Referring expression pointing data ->
§

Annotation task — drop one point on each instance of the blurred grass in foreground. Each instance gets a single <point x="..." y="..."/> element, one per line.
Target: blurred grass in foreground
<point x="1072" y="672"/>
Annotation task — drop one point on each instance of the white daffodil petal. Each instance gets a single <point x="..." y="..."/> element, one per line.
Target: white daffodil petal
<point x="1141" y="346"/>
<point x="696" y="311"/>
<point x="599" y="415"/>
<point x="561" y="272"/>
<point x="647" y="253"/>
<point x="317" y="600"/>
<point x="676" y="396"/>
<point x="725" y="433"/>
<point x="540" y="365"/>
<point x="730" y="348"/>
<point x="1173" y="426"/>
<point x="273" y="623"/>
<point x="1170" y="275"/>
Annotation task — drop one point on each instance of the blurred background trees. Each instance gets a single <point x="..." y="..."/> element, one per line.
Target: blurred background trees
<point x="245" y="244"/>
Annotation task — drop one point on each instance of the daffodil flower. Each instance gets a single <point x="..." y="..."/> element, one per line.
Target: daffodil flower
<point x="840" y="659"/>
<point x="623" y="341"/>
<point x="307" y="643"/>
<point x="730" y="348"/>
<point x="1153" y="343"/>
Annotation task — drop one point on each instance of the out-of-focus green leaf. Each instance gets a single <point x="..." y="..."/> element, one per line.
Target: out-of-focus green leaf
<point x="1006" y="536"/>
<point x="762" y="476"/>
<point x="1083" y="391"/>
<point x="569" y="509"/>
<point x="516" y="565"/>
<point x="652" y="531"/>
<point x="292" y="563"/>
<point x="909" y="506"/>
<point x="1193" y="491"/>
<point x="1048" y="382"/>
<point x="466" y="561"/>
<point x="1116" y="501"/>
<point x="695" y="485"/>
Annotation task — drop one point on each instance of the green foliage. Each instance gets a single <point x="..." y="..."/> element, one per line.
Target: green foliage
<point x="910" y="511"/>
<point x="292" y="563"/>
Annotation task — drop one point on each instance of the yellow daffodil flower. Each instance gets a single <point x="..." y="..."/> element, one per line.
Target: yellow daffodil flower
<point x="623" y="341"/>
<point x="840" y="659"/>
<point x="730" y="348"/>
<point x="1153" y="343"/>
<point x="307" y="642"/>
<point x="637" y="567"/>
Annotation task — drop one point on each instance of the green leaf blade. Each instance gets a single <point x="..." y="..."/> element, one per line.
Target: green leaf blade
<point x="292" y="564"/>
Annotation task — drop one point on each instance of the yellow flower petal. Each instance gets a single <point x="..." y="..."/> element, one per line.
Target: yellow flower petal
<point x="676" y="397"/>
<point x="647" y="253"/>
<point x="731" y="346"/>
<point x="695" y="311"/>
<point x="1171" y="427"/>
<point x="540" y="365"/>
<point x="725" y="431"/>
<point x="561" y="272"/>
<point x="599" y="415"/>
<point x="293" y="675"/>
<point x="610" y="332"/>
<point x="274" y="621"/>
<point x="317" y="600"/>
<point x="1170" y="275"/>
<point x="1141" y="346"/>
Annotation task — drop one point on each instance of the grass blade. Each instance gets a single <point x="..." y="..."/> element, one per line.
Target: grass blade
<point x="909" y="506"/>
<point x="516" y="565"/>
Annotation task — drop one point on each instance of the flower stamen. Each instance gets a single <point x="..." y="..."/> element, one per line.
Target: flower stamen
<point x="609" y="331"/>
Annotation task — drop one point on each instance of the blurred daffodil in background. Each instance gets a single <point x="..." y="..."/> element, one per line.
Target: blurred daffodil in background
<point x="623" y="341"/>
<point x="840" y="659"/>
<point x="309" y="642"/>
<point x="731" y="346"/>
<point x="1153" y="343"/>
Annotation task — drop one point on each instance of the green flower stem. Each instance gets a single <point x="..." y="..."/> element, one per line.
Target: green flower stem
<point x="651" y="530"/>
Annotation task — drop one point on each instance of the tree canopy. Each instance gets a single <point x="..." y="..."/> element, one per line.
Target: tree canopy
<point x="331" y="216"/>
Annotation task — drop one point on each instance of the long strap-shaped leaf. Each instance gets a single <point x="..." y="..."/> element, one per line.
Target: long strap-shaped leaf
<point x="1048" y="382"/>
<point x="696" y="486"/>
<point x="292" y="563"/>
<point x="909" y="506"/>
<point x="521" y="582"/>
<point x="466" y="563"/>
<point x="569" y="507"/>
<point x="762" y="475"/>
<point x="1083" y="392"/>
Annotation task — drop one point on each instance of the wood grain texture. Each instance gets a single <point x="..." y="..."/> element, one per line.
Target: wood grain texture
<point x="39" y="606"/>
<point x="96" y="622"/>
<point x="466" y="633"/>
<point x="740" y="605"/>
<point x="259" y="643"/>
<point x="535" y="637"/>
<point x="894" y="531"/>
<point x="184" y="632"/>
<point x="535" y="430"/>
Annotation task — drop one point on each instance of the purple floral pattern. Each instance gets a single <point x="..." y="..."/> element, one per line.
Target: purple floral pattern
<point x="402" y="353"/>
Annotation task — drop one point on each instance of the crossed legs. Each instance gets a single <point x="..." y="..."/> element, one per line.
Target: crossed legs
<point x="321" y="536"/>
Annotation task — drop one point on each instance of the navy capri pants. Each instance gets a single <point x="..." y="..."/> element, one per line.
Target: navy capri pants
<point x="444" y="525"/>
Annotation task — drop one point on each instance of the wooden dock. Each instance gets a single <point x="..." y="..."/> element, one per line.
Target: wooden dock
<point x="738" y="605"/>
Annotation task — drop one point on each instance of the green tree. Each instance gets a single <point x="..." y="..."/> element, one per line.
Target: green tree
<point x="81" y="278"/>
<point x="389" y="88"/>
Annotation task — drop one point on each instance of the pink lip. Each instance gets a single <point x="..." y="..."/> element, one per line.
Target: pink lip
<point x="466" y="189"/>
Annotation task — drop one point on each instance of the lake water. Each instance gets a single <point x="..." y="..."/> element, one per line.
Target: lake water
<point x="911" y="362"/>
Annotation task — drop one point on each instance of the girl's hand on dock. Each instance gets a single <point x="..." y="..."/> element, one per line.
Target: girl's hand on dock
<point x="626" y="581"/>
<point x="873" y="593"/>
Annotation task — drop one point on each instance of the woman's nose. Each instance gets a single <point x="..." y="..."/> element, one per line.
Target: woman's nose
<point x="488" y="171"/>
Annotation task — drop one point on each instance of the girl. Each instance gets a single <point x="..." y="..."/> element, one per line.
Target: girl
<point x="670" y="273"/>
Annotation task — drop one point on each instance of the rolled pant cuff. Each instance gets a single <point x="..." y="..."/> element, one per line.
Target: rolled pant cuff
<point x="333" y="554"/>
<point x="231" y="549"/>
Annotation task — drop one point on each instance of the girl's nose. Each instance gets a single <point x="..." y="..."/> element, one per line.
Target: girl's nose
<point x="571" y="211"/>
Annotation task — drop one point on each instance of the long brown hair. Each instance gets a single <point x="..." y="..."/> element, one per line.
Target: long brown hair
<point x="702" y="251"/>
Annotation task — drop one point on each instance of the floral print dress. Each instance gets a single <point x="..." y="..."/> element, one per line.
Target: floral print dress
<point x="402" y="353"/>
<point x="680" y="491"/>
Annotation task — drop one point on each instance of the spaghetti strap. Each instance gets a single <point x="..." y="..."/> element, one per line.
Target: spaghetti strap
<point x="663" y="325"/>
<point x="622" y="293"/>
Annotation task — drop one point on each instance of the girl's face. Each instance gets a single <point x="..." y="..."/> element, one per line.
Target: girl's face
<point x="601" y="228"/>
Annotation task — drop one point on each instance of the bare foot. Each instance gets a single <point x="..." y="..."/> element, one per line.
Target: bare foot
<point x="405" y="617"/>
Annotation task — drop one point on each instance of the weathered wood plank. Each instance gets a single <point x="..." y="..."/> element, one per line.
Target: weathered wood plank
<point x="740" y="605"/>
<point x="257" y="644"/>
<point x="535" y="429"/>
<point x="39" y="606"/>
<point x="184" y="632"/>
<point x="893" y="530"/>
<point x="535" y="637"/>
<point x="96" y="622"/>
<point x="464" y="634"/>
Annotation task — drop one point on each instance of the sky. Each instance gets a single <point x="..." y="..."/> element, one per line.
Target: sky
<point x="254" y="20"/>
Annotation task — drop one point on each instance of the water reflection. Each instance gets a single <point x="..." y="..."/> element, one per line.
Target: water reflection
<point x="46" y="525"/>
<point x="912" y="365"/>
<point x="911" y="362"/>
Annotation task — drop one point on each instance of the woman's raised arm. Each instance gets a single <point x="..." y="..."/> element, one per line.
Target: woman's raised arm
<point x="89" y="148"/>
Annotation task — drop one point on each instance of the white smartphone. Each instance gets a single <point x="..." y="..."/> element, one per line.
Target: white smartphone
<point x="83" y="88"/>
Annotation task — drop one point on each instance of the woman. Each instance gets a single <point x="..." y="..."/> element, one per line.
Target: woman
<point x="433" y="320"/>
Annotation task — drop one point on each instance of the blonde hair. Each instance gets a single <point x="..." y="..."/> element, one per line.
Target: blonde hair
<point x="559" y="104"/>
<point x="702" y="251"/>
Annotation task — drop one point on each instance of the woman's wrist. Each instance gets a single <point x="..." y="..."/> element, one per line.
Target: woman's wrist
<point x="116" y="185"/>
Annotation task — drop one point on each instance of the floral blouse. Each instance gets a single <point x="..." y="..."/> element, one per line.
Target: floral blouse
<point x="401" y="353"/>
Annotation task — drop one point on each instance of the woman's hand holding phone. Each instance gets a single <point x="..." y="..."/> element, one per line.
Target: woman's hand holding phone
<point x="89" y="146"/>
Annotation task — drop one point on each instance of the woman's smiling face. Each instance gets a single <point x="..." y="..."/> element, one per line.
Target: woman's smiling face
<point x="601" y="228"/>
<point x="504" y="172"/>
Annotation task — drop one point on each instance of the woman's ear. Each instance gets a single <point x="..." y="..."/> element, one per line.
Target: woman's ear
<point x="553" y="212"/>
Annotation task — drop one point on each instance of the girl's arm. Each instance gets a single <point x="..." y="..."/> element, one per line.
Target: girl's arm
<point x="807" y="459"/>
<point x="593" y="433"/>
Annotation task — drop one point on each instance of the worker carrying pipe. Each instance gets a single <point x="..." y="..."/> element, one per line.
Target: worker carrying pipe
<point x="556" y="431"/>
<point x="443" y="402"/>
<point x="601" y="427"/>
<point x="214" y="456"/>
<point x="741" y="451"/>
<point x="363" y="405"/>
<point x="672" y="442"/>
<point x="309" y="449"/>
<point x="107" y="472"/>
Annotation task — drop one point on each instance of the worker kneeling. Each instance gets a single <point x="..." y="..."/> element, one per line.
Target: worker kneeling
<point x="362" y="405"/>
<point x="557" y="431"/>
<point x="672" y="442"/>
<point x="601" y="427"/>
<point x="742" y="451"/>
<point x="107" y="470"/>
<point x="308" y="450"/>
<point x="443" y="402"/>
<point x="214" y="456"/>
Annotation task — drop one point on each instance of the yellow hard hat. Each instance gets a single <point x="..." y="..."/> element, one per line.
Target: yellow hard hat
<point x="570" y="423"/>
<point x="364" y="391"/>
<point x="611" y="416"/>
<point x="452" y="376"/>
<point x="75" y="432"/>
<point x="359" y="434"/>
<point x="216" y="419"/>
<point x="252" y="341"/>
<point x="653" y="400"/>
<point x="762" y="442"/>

§

WHAT TO WORK ON ->
Using the data above, transcribe the lines that run from the line with "of the sky." to the line with "of the water", both ends kept, and output nothing else.

ANSWER SPACE ->
Annotation task — drop one point on each instance of the sky. Each instance gets a single <point x="..." y="..."/> element, one per line.
Target: sky
<point x="254" y="20"/>
Annotation task — drop one point on each instance of the water reflection. Each instance gets a single <point x="..." y="..."/> element, one per line.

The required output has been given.